→ **Supplied records**
================

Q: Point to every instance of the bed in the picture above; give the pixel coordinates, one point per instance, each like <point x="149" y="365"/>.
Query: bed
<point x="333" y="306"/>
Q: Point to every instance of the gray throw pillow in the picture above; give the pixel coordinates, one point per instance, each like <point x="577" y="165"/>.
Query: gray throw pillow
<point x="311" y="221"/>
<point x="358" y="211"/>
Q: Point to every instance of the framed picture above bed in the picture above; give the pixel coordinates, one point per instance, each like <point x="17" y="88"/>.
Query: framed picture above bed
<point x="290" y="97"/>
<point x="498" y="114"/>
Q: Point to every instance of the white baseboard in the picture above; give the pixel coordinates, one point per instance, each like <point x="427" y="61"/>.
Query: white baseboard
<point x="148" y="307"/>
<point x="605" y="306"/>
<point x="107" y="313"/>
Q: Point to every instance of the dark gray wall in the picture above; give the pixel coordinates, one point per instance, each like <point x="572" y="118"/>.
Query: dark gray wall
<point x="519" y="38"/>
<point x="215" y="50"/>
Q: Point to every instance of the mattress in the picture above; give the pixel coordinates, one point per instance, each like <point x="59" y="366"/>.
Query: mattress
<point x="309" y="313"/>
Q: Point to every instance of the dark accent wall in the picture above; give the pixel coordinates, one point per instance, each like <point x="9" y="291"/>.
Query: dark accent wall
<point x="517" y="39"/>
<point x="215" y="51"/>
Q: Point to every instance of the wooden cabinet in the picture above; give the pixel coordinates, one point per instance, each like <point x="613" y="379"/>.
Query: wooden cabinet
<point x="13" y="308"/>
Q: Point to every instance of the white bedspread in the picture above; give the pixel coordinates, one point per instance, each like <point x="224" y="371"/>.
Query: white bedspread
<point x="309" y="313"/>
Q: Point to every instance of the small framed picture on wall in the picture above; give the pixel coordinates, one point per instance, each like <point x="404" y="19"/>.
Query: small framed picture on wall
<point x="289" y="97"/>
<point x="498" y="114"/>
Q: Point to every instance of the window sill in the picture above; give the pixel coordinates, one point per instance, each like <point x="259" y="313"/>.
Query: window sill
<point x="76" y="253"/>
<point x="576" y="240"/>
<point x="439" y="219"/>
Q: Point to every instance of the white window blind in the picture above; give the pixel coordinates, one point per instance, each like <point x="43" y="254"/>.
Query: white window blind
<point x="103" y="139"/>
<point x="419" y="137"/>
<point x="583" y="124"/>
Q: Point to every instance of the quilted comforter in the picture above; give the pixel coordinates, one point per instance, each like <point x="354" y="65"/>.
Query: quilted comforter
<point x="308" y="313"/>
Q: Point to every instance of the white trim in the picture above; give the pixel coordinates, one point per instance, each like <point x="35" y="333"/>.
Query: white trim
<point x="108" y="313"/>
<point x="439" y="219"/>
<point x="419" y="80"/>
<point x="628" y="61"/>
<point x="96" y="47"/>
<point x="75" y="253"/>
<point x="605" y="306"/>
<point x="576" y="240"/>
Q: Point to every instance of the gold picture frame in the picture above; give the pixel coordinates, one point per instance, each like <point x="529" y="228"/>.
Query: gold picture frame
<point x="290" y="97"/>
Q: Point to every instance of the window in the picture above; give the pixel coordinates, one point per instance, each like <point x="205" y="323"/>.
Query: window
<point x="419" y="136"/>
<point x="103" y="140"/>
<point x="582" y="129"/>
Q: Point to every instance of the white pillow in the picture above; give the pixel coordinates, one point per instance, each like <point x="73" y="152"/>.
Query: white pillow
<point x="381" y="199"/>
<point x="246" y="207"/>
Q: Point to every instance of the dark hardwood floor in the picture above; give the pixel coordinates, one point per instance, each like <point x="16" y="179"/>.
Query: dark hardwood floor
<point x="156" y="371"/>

================

→ **Task brief**
Rewrite the entries above from the line containing "Q: Point to every instance of the white trim" down to the end of the entries, including the requests. Multiply every point coordinate in the answers by 1.55 and round to whole numbers, with halves rounded up, but leave the numbers in the requests and their format samples as they are.

→ **Task result**
Q: Point to every instance of the white trim in the picture above; give the pixel coordinates, one point per instance, each like <point x="35" y="333"/>.
Query: white trim
<point x="167" y="485"/>
<point x="680" y="339"/>
<point x="649" y="124"/>
<point x="973" y="95"/>
<point x="149" y="73"/>
<point x="116" y="392"/>
<point x="938" y="474"/>
<point x="893" y="372"/>
Q: Point to every instance of the gold picture frame in the picture above; give the pixel coordinates, one point per instance, each like <point x="529" y="228"/>.
Query: gold picture frame
<point x="450" y="150"/>
Q: Point to every instance of the window in the picture above; give the pixel coordinates, one point per instance, each like <point x="205" y="323"/>.
Query: window
<point x="649" y="211"/>
<point x="160" y="217"/>
<point x="902" y="200"/>
Q: Point to every instance of the white pillow in the picture above; give the pixel coordinates, one point per instance, each like <point x="73" y="152"/>.
Query: white pillow
<point x="591" y="308"/>
<point x="381" y="321"/>
Q: Point to every instance of the dark hardwood floor in the picture above; give the pixel coordinates, one point per instance, each like <point x="16" y="179"/>.
Query: dark hardwood floor
<point x="242" y="575"/>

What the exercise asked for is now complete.